**ЗАДАЧА 1**
Кем работает рассказчик в тексте о сером цвете в одежде?
**ЗАДАЧА 2**
Перепишите дословно часть текста о сером цвете в одежде: всё от слов «365 оттенков серого: как» и до слов «ее признаки повсюду.».
**ЗАДАЧА 3**
Допишите следующую часть текста о сером цвете в одежде, начиная сразу после его последнего предложения.

**ФРАГМЕНТ ТЕКСТА**
#####
365 оттенков серого: как цвет в одежде отражает тревожность нашей эпохи
Сейчас я понимаю, что должен был осознать свою проблему раньше. Единственное оправдание, которое я себе нахожу, — что на рефлексию зачастую требуется время, а одержимость осознается не быстро, даже если ее признаки повсюду.
Предстояла важная встреча, мне нужно было выглядеть как профессионал — редкая возможность, поскольку работа пишущего фрилансера предполагает ношение вещей, которые отыщутся на полу спальни, — все равно тебя никто не увидит.
#####
**СОДЕРЖИМОЕ НАБОРА ДАННЫХ**
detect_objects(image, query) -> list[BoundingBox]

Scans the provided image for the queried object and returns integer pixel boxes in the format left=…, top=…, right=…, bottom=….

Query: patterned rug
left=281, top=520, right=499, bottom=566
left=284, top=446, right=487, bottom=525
#####
**ОЖИДАЕМЫЙ РЕЗУЛЬТАТ 1**
Пишущим фрилансером.

**ОЖИДАЕМЫЙ РЕЗУЛЬТАТ 2**
365 оттенков серого: как цвет в одежде отражает тревожность нашей эпохи
Сейчас я понимаю, что должен был осознать свою проблему раньше. Единственное оправдание, которое я себе нахожу, — что на рефлексию зачастую требуется время, а одержимость осознается не быстро, даже если ее признаки повсюду.

**ОЖИДАЕМЫЙ РЕЗУЛЬТАТ 3**
Ничто другое не дарит мне такое ощущение собственного профессионализма, как покупка одежды с единственной целью — выглядеть профессионалом, потому я отправился на поиски новой рубашки. Я расхаживал вдоль полок магазина и хватал разные сорочки: приглушенных красных оттенков, бежевые, бледно-зеленые и нескольких оттенков серого. Затем я приступил к примерке. Спешно отбросил все не-серые рубашки. Потом провел полчаса, пытаясь понять, какая серая ткань, оттененная пуговицами чуть отличающегося оттенка серого, будет вернее других отражать наилучшую версию меня. Некоторые оттенки были слишком сливовыми, в них сквозил какой-то второй скрытый цвет. Другие — слишком металлическими, им недоставало глубины. Я выбрал две рубашки, после чего, чувствуя себя нелепо из-за собственной нерешительности, взял одну и заплатил за нее.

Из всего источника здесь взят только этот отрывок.